* Begin INPUT *

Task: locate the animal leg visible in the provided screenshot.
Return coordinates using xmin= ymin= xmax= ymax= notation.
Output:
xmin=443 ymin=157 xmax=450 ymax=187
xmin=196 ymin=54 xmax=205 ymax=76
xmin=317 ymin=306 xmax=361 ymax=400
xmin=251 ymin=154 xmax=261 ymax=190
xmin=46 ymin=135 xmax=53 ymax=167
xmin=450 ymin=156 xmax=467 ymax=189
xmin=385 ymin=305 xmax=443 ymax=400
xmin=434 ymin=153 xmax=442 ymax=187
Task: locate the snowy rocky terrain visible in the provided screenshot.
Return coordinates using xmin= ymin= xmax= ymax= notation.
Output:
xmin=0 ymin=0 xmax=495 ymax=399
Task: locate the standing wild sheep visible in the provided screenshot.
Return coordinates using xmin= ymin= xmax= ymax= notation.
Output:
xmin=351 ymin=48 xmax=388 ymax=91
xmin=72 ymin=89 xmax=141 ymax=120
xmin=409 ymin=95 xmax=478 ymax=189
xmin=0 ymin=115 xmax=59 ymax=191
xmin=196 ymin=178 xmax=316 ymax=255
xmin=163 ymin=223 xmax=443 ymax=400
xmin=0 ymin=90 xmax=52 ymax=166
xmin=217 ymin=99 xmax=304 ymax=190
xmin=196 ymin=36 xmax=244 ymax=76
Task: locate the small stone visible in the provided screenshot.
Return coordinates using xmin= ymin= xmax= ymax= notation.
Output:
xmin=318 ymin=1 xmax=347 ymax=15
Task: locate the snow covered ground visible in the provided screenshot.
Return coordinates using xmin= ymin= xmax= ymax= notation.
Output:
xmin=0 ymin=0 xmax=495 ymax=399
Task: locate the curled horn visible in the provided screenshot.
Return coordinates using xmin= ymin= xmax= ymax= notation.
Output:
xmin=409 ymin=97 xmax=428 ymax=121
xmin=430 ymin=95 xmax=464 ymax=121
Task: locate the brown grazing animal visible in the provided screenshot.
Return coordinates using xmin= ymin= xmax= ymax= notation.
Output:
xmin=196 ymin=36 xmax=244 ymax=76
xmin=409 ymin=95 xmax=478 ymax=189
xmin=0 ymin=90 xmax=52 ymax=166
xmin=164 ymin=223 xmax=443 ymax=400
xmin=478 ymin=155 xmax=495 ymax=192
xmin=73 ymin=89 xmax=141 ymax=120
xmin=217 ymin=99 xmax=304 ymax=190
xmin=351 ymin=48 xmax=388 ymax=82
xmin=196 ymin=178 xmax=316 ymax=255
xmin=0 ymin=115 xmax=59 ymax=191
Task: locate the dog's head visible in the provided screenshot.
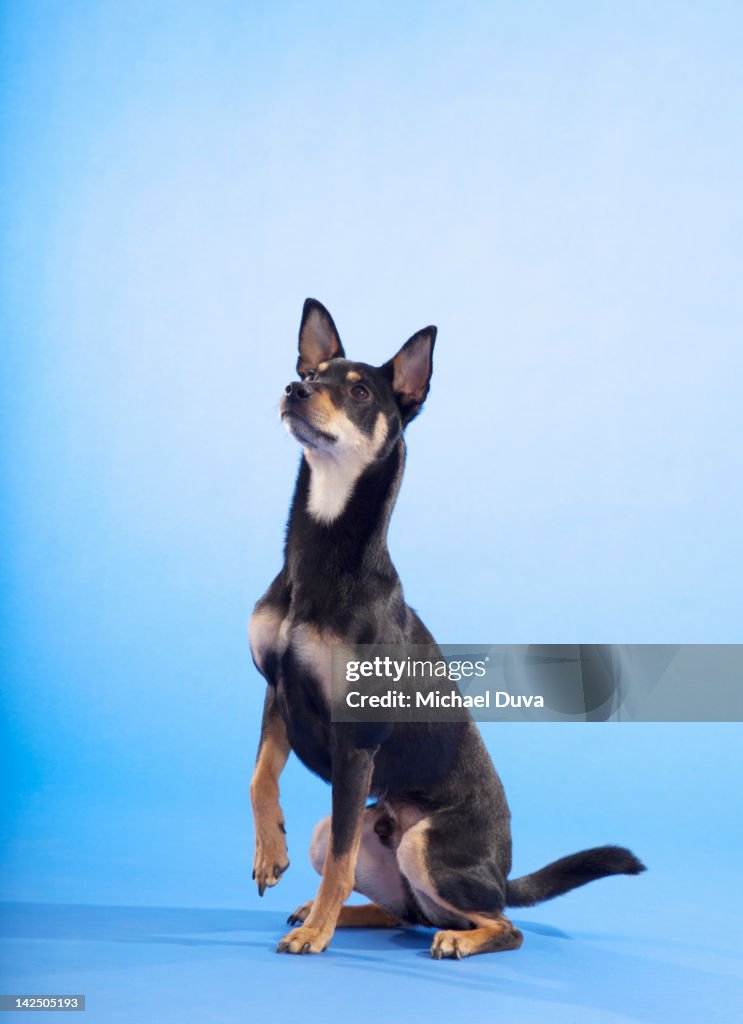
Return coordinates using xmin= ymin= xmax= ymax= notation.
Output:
xmin=280 ymin=299 xmax=436 ymax=462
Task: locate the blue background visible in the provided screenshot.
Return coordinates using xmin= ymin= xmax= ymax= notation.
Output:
xmin=0 ymin=0 xmax=743 ymax=1024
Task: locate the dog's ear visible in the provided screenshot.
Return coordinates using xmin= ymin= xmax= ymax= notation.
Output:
xmin=382 ymin=327 xmax=436 ymax=426
xmin=297 ymin=299 xmax=346 ymax=377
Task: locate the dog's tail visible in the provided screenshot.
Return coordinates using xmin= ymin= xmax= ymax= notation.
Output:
xmin=506 ymin=846 xmax=645 ymax=906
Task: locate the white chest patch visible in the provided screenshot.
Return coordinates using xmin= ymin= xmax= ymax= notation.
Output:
xmin=305 ymin=413 xmax=388 ymax=523
xmin=248 ymin=604 xmax=283 ymax=673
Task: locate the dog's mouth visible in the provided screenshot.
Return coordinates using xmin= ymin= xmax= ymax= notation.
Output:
xmin=281 ymin=406 xmax=338 ymax=447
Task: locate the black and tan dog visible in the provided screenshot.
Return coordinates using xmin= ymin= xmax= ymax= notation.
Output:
xmin=250 ymin=299 xmax=643 ymax=958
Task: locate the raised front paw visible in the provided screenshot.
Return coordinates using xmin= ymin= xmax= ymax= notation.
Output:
xmin=287 ymin=899 xmax=314 ymax=925
xmin=276 ymin=925 xmax=333 ymax=953
xmin=253 ymin=822 xmax=289 ymax=896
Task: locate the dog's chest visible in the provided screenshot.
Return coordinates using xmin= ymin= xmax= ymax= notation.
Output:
xmin=249 ymin=605 xmax=340 ymax=705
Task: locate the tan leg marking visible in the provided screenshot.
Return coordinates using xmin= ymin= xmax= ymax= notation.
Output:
xmin=431 ymin=918 xmax=524 ymax=959
xmin=397 ymin=819 xmax=523 ymax=959
xmin=287 ymin=899 xmax=400 ymax=928
xmin=276 ymin=763 xmax=373 ymax=953
xmin=251 ymin=715 xmax=290 ymax=896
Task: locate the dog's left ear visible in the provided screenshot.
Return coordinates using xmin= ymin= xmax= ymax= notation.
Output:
xmin=382 ymin=327 xmax=436 ymax=426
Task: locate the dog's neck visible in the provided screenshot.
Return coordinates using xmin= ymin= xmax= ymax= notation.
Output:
xmin=286 ymin=438 xmax=405 ymax=588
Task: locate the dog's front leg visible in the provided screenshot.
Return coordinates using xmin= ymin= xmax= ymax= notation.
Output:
xmin=251 ymin=686 xmax=291 ymax=896
xmin=276 ymin=743 xmax=376 ymax=953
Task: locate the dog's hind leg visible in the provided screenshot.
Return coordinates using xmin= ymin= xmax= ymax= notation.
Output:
xmin=289 ymin=806 xmax=418 ymax=928
xmin=397 ymin=815 xmax=523 ymax=959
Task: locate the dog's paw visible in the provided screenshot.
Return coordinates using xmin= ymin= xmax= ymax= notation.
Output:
xmin=276 ymin=925 xmax=333 ymax=953
xmin=253 ymin=822 xmax=289 ymax=896
xmin=287 ymin=899 xmax=314 ymax=925
xmin=431 ymin=932 xmax=477 ymax=959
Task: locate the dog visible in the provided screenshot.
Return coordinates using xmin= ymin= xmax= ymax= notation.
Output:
xmin=249 ymin=299 xmax=644 ymax=959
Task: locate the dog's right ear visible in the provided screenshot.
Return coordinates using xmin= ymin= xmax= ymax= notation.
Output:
xmin=297 ymin=299 xmax=346 ymax=377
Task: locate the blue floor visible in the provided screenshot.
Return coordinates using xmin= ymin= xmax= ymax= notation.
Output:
xmin=0 ymin=725 xmax=743 ymax=1024
xmin=0 ymin=880 xmax=743 ymax=1024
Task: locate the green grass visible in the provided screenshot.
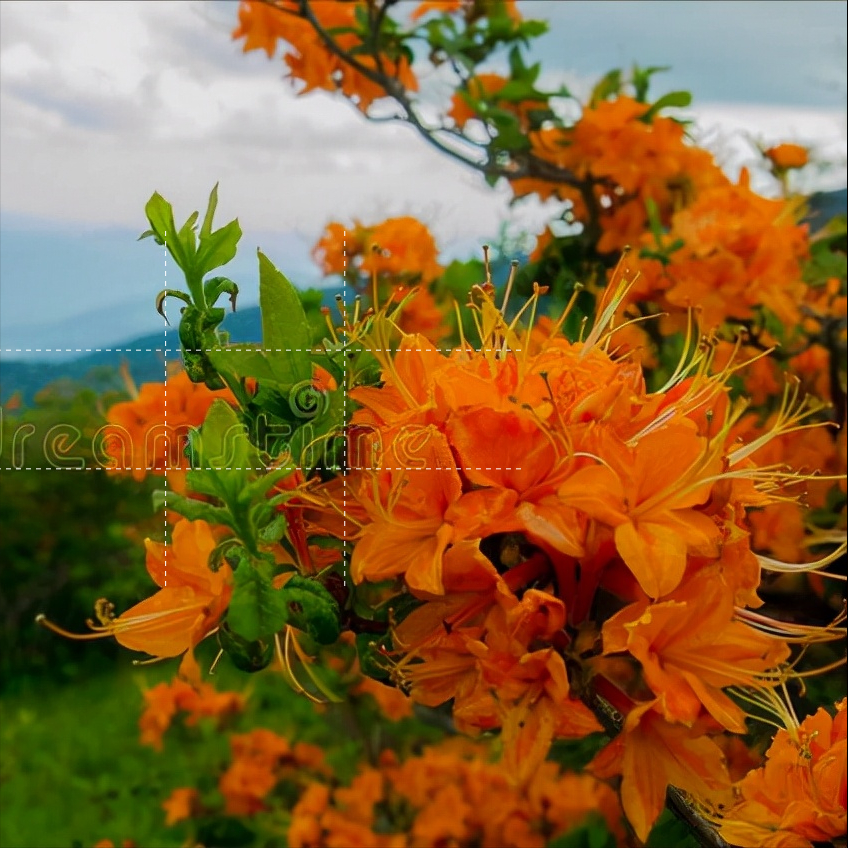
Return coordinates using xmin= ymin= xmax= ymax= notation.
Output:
xmin=0 ymin=661 xmax=360 ymax=848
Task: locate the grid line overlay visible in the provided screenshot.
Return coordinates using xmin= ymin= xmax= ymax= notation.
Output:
xmin=162 ymin=232 xmax=171 ymax=586
xmin=342 ymin=229 xmax=348 ymax=589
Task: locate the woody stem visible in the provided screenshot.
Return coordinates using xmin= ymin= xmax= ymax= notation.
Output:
xmin=582 ymin=686 xmax=731 ymax=848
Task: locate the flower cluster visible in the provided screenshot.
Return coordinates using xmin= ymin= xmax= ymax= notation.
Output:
xmin=632 ymin=172 xmax=808 ymax=333
xmin=233 ymin=0 xmax=418 ymax=112
xmin=288 ymin=740 xmax=624 ymax=848
xmin=718 ymin=699 xmax=848 ymax=848
xmin=139 ymin=678 xmax=247 ymax=751
xmin=312 ymin=216 xmax=450 ymax=342
xmin=511 ymin=94 xmax=727 ymax=253
xmin=314 ymin=285 xmax=838 ymax=838
xmin=103 ymin=370 xmax=235 ymax=492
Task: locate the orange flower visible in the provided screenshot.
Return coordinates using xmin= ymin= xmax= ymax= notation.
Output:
xmin=104 ymin=371 xmax=236 ymax=492
xmin=589 ymin=701 xmax=730 ymax=841
xmin=218 ymin=728 xmax=324 ymax=816
xmin=765 ymin=143 xmax=810 ymax=171
xmin=162 ymin=787 xmax=200 ymax=827
xmin=350 ymin=429 xmax=462 ymax=594
xmin=233 ymin=0 xmax=418 ymax=112
xmin=36 ymin=521 xmax=232 ymax=683
xmin=604 ymin=424 xmax=722 ymax=598
xmin=719 ymin=699 xmax=848 ymax=848
xmin=633 ymin=172 xmax=808 ymax=329
xmin=603 ymin=571 xmax=789 ymax=733
xmin=139 ymin=678 xmax=247 ymax=751
xmin=511 ymin=95 xmax=727 ymax=253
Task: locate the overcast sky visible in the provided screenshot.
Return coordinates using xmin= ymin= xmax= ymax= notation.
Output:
xmin=0 ymin=0 xmax=846 ymax=348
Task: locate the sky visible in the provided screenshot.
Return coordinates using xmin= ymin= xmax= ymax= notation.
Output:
xmin=0 ymin=0 xmax=846 ymax=350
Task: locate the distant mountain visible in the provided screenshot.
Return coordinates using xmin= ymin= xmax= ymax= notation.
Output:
xmin=0 ymin=289 xmax=342 ymax=404
xmin=0 ymin=189 xmax=846 ymax=403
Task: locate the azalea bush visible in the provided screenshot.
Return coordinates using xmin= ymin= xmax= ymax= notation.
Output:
xmin=28 ymin=0 xmax=846 ymax=848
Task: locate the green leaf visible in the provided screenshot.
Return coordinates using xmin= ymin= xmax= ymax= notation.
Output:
xmin=142 ymin=191 xmax=192 ymax=275
xmin=259 ymin=251 xmax=312 ymax=384
xmin=196 ymin=221 xmax=242 ymax=276
xmin=153 ymin=489 xmax=230 ymax=525
xmin=548 ymin=813 xmax=616 ymax=848
xmin=645 ymin=807 xmax=700 ymax=848
xmin=280 ymin=574 xmax=341 ymax=645
xmin=187 ymin=399 xmax=264 ymax=516
xmin=227 ymin=558 xmax=288 ymax=642
xmin=217 ymin=621 xmax=274 ymax=674
xmin=589 ymin=68 xmax=622 ymax=107
xmin=200 ymin=183 xmax=218 ymax=240
xmin=633 ymin=65 xmax=671 ymax=103
xmin=639 ymin=91 xmax=692 ymax=123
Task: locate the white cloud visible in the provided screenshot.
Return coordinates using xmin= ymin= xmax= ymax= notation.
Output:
xmin=0 ymin=0 xmax=845 ymax=248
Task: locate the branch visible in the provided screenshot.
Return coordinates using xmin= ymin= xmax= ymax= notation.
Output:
xmin=258 ymin=0 xmax=594 ymax=189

* End INPUT *

§ WORK TO DO: Reproduce the entries above without any change, beginning with the line that contains "Task: locate the azalea" and ending with the final line of the entries.

§ FULL SOLUTION:
Task: locate the azalea bush visible in the provided screenshot.
Return coordinates using xmin= ymin= xmax= ymax= notation.
Output:
xmin=28 ymin=0 xmax=846 ymax=848
Task: locate the green leaf visible in the provided screenshot.
Return coordinates using xmin= ymin= xmax= ymax= notation.
Output:
xmin=142 ymin=191 xmax=192 ymax=275
xmin=259 ymin=251 xmax=312 ymax=384
xmin=196 ymin=221 xmax=242 ymax=276
xmin=153 ymin=489 xmax=230 ymax=525
xmin=548 ymin=813 xmax=616 ymax=848
xmin=645 ymin=807 xmax=700 ymax=848
xmin=280 ymin=574 xmax=341 ymax=645
xmin=187 ymin=399 xmax=264 ymax=516
xmin=227 ymin=558 xmax=288 ymax=642
xmin=217 ymin=621 xmax=274 ymax=674
xmin=589 ymin=68 xmax=622 ymax=107
xmin=200 ymin=183 xmax=218 ymax=240
xmin=633 ymin=65 xmax=671 ymax=103
xmin=639 ymin=91 xmax=692 ymax=123
Task: locate the white cloud visible in the provided screenshot.
Return coordinates using xmin= ymin= xmax= ymax= notation.
Output:
xmin=0 ymin=0 xmax=845 ymax=248
Task: locate the branch visible in the provided screenshot.
Return coordinates using xmin= ymin= xmax= ymax= notation.
Output:
xmin=258 ymin=0 xmax=594 ymax=189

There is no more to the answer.